__Given information__.
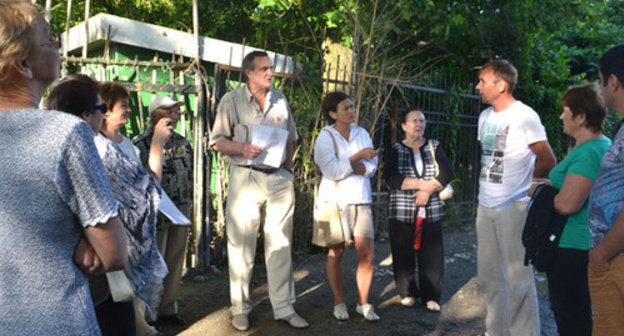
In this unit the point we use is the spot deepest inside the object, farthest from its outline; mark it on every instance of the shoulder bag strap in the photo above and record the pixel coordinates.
(335, 152)
(435, 162)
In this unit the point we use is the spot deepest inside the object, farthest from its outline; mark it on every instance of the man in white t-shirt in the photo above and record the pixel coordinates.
(512, 138)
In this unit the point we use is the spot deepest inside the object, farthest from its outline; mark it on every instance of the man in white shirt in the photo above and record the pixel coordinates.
(255, 185)
(512, 138)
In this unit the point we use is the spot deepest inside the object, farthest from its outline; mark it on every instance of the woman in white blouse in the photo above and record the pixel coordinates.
(346, 179)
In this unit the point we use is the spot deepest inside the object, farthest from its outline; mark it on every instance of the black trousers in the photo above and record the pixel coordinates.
(116, 318)
(430, 259)
(568, 289)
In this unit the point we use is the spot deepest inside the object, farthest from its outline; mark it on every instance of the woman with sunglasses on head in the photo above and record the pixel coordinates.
(138, 194)
(344, 152)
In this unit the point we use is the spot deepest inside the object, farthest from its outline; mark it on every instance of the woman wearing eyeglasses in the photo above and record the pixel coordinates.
(58, 216)
(138, 195)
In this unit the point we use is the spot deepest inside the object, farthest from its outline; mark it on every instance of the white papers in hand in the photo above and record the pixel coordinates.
(171, 211)
(273, 141)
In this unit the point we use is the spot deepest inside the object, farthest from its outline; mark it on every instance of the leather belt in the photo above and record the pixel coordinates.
(262, 170)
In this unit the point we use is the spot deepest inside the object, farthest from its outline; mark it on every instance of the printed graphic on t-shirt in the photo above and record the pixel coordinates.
(493, 142)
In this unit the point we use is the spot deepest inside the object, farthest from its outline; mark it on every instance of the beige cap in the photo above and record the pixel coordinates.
(162, 101)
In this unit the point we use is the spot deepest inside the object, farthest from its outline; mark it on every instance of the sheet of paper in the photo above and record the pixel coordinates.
(273, 140)
(171, 211)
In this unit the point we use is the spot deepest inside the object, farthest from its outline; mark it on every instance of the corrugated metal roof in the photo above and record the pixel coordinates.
(162, 39)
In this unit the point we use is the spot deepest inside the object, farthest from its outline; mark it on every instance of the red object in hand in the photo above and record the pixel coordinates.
(417, 232)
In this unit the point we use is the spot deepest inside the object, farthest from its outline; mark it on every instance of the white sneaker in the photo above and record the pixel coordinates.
(340, 312)
(433, 306)
(368, 311)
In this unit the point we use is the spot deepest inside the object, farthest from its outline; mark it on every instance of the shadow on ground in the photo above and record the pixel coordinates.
(204, 303)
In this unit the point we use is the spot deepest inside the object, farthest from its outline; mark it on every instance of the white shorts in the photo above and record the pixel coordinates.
(357, 221)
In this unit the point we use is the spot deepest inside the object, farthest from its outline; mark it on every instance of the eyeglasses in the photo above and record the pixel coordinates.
(54, 41)
(102, 108)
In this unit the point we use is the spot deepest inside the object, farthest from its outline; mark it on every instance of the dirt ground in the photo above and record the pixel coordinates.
(205, 299)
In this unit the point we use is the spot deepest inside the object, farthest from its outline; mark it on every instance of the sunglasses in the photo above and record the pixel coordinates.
(102, 108)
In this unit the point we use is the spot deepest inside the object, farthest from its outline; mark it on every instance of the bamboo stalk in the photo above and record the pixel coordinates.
(85, 47)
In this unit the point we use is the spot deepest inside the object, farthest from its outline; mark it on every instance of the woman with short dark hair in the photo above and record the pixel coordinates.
(416, 169)
(138, 194)
(582, 117)
(344, 153)
(58, 216)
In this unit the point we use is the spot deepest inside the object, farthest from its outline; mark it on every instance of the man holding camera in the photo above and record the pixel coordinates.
(177, 182)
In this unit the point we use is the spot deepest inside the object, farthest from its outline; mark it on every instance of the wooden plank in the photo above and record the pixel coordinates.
(149, 87)
(80, 60)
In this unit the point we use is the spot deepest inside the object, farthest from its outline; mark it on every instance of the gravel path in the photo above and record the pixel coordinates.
(204, 300)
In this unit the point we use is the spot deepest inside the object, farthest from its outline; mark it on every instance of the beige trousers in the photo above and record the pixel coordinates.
(172, 241)
(248, 192)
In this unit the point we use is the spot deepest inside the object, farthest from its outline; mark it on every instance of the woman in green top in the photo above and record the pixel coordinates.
(583, 115)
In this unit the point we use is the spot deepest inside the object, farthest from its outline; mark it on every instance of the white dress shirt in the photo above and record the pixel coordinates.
(352, 188)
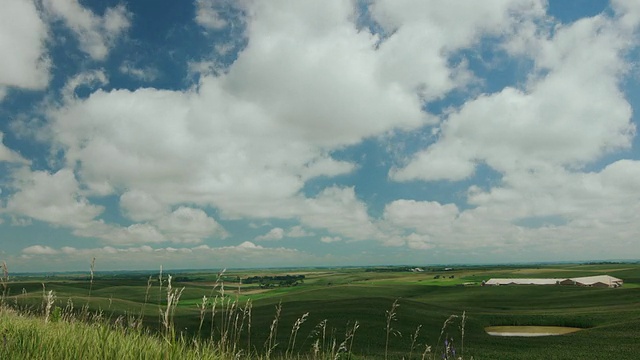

__Exercise requirements__. All of the material above must be retyped exactly, line for line, with the images dropped.

__Reply__.
In this unit the point we use is the spot deepest inside the object, farthest from its outline; mark it on every instance of the shoulder bag strap in the photo above and record the pixel coordinates.
(335, 152)
(435, 162)
In this unit the point we use is the spot deepest inside the object, farthest from its outline; mark it on every instance of the man in white t-shirt in the photo above and record the pixel coordinates.
(512, 138)
In this unit the point we use is the spot deepest inside the object, farthest from its outline; mark it on every instance of the man in white shirt in the photo above and record the pixel coordinates.
(255, 185)
(512, 138)
In this unit the point we use is the spot deepest inside the object, farthest from its outline; mark it on every instance of the woman in white blouse in the photo above and record the pixel coordinates.
(346, 179)
In this unit the point we use is the spot deepest inside the object, farthest from its outline; mark it on every instance of the black trousers in the photo above and record the pixel coordinates.
(116, 318)
(430, 259)
(568, 289)
In this unit the point we use is the spot deepest inside the object, farthest from its outline; mark it on every instance of the woman with sunglasses on head in the photo above and record the pixel coordinates.
(138, 194)
(344, 152)
In this unit the point we use is the spot deepest inside the object, farthest from its outline; mark it on every instance of the woman wearing eyeglasses in the photo above and record the pixel coordinates.
(58, 216)
(138, 195)
In this unit the point we use is the spot deepest inside the object, farthest from its outline; mark it on every instance of the white papers in hand in the photo above and record the pixel coordinates.
(171, 211)
(273, 141)
In this unit the point we use is the spot deepest inside the object, farthest from its outline; mark it on every instance of the leather belt in the photo above and record the pixel coordinates.
(262, 170)
In this unit the point we use is the spot deepest inside the object, farthest from its outline; mark it on every instance of the printed graphic on t-shirt in the photo above and record the pixel coordinates.
(493, 142)
In this unit the point we use is the spot deepest inside the object, farthest from its outline; mark it on every instance of the beige cap in the photo above and record the pixel coordinates.
(162, 101)
In this unit the point we use is the spot deepest inside the object, farthest from its outline; mark it on every instance of the sheet of paper in the photo above and record the pixel coordinates.
(273, 140)
(171, 211)
In this unit the point we use is the spot deepest inside the object, farthest from its outline; mark it on every instance of the corrugated metal roof in the photo above and record the pixel coordinates.
(162, 39)
In this unit the point we use is the spot deepest inside the object, farthest from its outline; mark it on every instance of the red object in hand in the photo above and record the pixel coordinates.
(417, 232)
In this unit the point we use is the spot deepest inside the object, farthest from its outline; mark it on every instance of the white sneaker in the photo above and record the pixel coordinates.
(340, 312)
(433, 306)
(368, 311)
In this unit the point we use is the spot deepest inside the object, farthest from its outline; mark it on every instance of the shadow on ground in the photo above and record the pixel coordinates.
(204, 303)
In this unit the point we use is the spot deepest inside the object, farthest from its outline; mark it on every instance of the white shorts in the photo above and record the pixel coordinates.
(357, 221)
In this unit the point we use is the spot deepest inside the object, farthest from its outline; mark it on every instance of the eyeglasses in the photo above and record the pixel coordinates.
(54, 41)
(102, 108)
In this unit the point we use is the spot deepest inside the object, farthest from its outline; mark it on every instance of the dirt ground in the photo above and record the pixel coordinates.
(205, 299)
In this unit the point we use is the spot deepest inside the object, farthest from its outline; mark it on every instance of the sunglasses in the photo above and record the pixel coordinates.
(102, 108)
In this unit the point we use is the spot deepest inside the object, farthest from its outline; mark it on every instance of the bamboo stalk in the photo above and record the pixel coordinates.
(85, 47)
In this unit the point we use is the spot deepest inside the object, farthest from its outline; mark it on every instance of the woman with short dark hair in the photo above and record the pixel coordinates.
(416, 169)
(138, 194)
(582, 117)
(344, 153)
(58, 216)
In this unit the point we use is the spot deepest inside the object, farthest from its outline; mark it on every instance of the man holding camera in the photo above and record the pixel coordinates.
(177, 182)
In this unit the point we use is the spot deepest inside the object, farthest from its outline; mark it on every instance of the wooden plank in the photo above and record the pixel coordinates.
(149, 87)
(80, 60)
In this unit the point we use is the spot deepest inside the object, farthest from its outline; mark it on every instance of the gravel path in the photo above and record the pixel coordinates.
(204, 300)
In this unit the point we use is the spot deepest inside the object, farthest from its outline; mark it on every instance of the beige trousers in the photo above and record the pixel coordinates.
(172, 241)
(248, 192)
In this unit the point we use is the spot deepest inside the object, farthest from its outline; mark it on every instance of the woman in green top in the photo above and record the pixel coordinates.
(583, 115)
In this unit the point we use is the spot deepest inside the object, farthest from its outline; mark it on every instance of the white dress shirt in the photo above and record the pixel coordinates.
(352, 188)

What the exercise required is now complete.